Della pubblicità conservo il rigore, la pulizia stilistica e sicuramente la volontà di dar vita a contenuti chiari, sintetici ma allo stesso tempo capaci di evocare emozioni comuni e comprensibili, anche se con una certa originalità».
«Ho iniziato il mio percorso all’Istituto Superiore di Fotografia, partendo dal ritratto e nonostante abbia poi conseguito il Master in fotografia di moda, il legame con la “persona” ha continuato a essere il fulcro della mia ricerca.
Nasco quindi e continuo a essere una ritrattista nel senso che quello che mi interessa è raccontare la persona, conoscerne l’essenza. È in questa direzione, o con questo obiettivo, che ho iniziato a indagare la femminilità.
Ho così dapprima inseguito modalità di rappresentazione del femminile imposte da modelli sociali o culturali, provando a demolirle o comunque a superarle per arrivare ad un archetipo di donna ontologicamente puro.

Consegna:
Ripeti fedelmente la parte del brano sulla fotografia che inizia con le parole "Ho così dapprima" e fermati dopo le parole "donna ontologicamente puro.". Le righe riportate di seguito non sono necessarie.

Righe estratte:
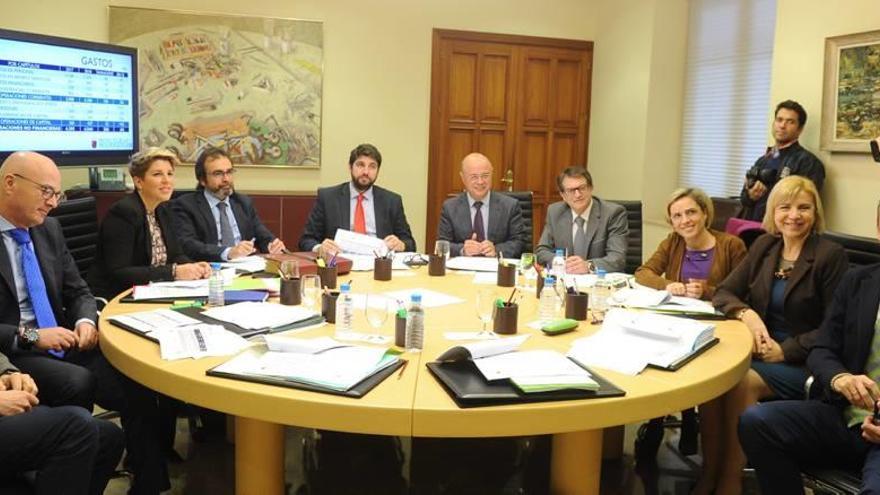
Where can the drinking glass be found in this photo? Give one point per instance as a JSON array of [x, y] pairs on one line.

--

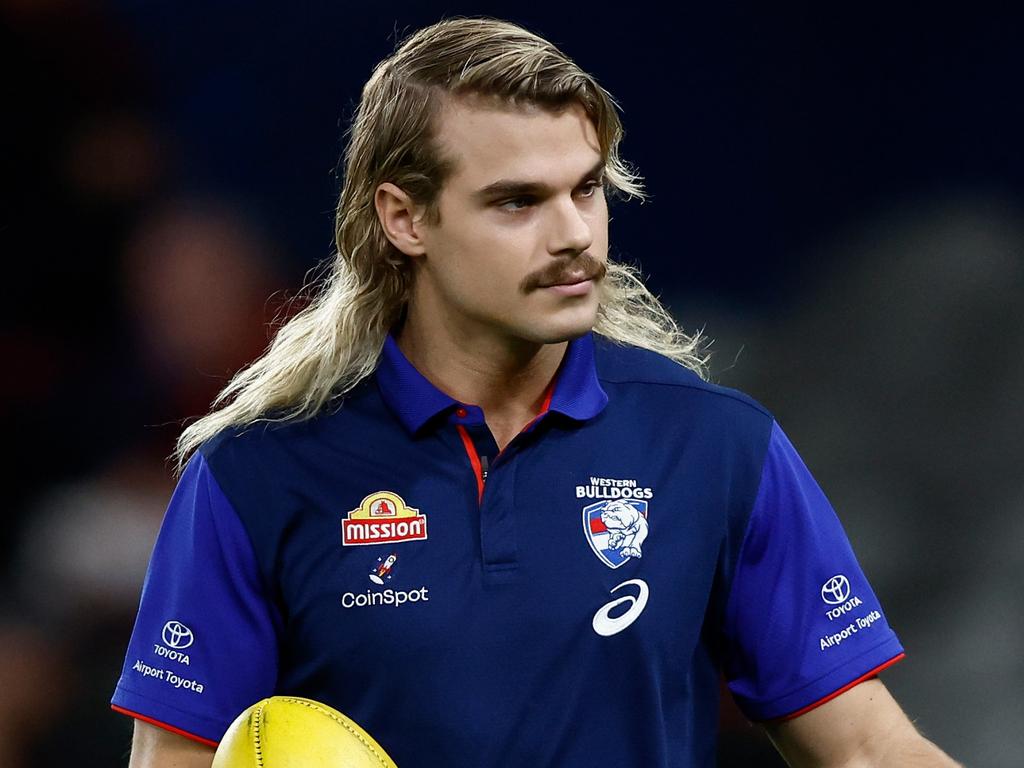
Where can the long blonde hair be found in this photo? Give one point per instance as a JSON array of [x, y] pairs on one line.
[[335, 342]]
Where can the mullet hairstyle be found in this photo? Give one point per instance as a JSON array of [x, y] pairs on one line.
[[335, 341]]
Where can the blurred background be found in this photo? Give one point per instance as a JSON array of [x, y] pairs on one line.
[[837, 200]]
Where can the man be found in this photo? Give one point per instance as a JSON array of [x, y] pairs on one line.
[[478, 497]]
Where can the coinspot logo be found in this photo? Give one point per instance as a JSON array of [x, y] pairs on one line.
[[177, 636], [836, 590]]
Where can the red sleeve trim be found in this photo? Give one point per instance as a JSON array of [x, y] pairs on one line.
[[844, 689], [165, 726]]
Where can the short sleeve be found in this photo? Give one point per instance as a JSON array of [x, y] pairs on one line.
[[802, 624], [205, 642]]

* * *

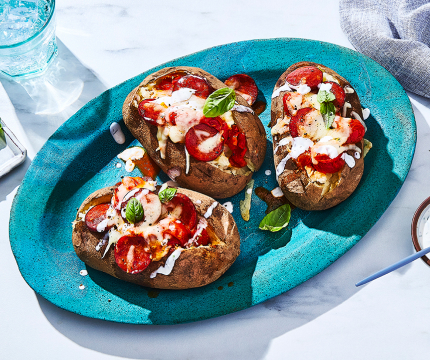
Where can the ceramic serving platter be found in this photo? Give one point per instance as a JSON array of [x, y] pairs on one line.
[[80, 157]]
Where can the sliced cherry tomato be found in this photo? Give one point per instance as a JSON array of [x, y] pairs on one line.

Risposta:
Ho così dapprima inseguito modalità di rappresentazione del femminile imposte da modelli sociali o culturali, provando a demolirle o comunque a superarle per arrivare ad un archetipo di donna ontologicamente puro.